Vision par Philippe De Backer – investisseur biotech et ancien ministre
La médecine personnalisée et de précision, voilà à mes yeux l’avenir. Et nous avons déjà franchi plusieurs étapes sur cette voie. Grâce aux thérapies cellulaires et géniques, les chercheurs accomplissent d’immenses progrès, par exemple dans le traitement du cancer. Dans ce contexte, les données de vie réelle (Real World Data, RWD), les Big Data et l'intelligence artificielle (IA) jouent un rôle crucial. La Belgique dispose d'un écosystème fantastique dans le domaine de la biotechnologie et de la pharmacie, qui lui permet de s'engager pleinement dans le développement de nouvelles plateformes, des découvertes et la production de thérapies et de diagnostics innovants.
Les entreprises biotech et pharma innovent à un rythme effréné. Et cette évolution repose chaque jour un peu plus sur les données. Dans la découverte de nouvelles molécules, de nouvelles cibles et la conception rationnelle de médicaments (rational drug design). Mais aussi dans les études cliniques, qui recourent de plus en plus aux RWD issues des dossiers électroniques des patients, et aux données que les patients fournissent eux-mêmes via des outils numériques tels que des apps, d'objets connectés qui peuvent être portés et d’autres dispositifs encore. Ces analyses des Big Data aboutissent souvent à des conclusions surprenantes et parfois contre-intuitives. Mais elles permettent également de vérifier beaucoup plus facilement l'effet de certains médicaments, au bénéfice tant des entreprises que des patients et des pouvoirs publics.
Du fait précisément que les données jouent un rôle désormais central dans la recherche et le développement – et que les données sur la santé sont éminemment sensibles et hautement personnelles –, nous avons besoin de transparence et de règles claires. Avec la législation européenne RGPD, vos données sont bien protégées. En outre, le RGPD facilite considérablement l'échange de données. Cela prouve qu’une loi solide sur la protection de la vie privée ne freine pas nécessairement la recherche. Au contraire, un cadre juridique robuste renforce la confiance. Si le public a la certitude que l'utilisation des données est parfaitement encadrée, il est plus enclin à collaborer à des études cliniques ou à fournir des données sur sa santé.
“ Une législation solide en matière de protection de la vie privée ne freine pas la recherche. Au contraire.”

Enregistrements issus d'une collecte de données:
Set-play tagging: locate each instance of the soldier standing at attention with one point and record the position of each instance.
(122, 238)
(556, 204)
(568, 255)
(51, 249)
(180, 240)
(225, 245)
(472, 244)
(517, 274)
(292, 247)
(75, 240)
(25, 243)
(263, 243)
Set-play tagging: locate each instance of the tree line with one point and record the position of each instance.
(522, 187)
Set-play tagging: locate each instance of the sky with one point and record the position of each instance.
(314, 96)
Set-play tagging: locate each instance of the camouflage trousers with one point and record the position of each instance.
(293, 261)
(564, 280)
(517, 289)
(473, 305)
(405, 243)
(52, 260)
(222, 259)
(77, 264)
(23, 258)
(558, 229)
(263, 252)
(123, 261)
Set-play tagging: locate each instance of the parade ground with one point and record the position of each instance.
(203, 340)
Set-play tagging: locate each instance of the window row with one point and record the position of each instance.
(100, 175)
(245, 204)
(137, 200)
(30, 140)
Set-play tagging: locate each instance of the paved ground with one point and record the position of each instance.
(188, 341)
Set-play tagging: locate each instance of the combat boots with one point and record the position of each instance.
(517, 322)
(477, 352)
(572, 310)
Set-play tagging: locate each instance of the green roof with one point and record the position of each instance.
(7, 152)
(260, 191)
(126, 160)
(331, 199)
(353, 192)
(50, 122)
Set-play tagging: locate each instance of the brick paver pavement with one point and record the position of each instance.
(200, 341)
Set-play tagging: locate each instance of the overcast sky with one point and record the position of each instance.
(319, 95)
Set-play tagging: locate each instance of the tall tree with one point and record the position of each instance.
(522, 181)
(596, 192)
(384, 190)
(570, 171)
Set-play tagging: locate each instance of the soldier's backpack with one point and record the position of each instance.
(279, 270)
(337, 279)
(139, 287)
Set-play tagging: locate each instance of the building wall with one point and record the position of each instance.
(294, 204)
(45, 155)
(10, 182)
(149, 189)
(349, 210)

ACTIVITÉS:
a – Citez le passage du texte sur la médecine de précision qui commence par « Vision par Philippe » et se termine par « de diagnostics innovants. ».
b – D'après le texte sur la médecine de précision, quelle législation européenne protège les données personnelles ?
c – Poursuivez la rédaction du texte sur la médecine de précision à la suite de sa dernière phrase.

RÉPONSES PAR NUMÉRO:
a –
Vision par Philippe De Backer – investisseur biotech et ancien ministre
La médecine personnalisée et de précision, voilà à mes yeux l’avenir. Et nous avons déjà franchi plusieurs étapes sur cette voie. Grâce aux thérapies cellulaires et géniques, les chercheurs accomplissent d’immenses progrès, par exemple dans le traitement du cancer. Dans ce contexte, les données de vie réelle (Real World Data, RWD), les Big Data et l'intelligence artificielle (IA) jouent un rôle crucial. La Belgique dispose d'un écosystème fantastique dans le domaine de la biotechnologie et de la pharmacie, qui lui permet de s'engager pleinement dans le développement de nouvelles plateformes, des découvertes et la production de thérapies et de diagnostics innovants.

b – Le RGPD.

c –
L'Europe dispose à ce jour de la meilleure protection des données. Reste à savoir comment apporter de l’oxygène à tout cet écosystème de chercheurs et d'entreprises de biotechnologie, de jeunes pousses et de valeurs sûres… Comment maintenir notre avance sur le reste du monde?
L'Europe doit soutenir et alimenter encore plus activement la recherche fondamentale. Ce faisant, il conviendra de donner la priorité à de nouveaux secteurs tels que la thérapie cellulaire 2.0, la thérapie génique, la médecine de précision et l'IA appliquée à la découverte de médicaments. Cette science de haut niveau devra trouver des applications pour les patients. Dans ce cadre, un financement adéquat est indispensable. Les investisseurs en capital-risque doivent donc réfléchir et œuvrer à l'échelle internationale, et jeter des ponts vers l'Asie et les États-Unis. Nous avons besoin de personnes capables de prendre des risques, de gérer et de guider des entreprises sur une longue période vers la croissance et des résultats pour le patient. Cet objectif exige par ailleurs la création de fonds plus importants, aptes à soutenir les entreprises européennes plus longtemps.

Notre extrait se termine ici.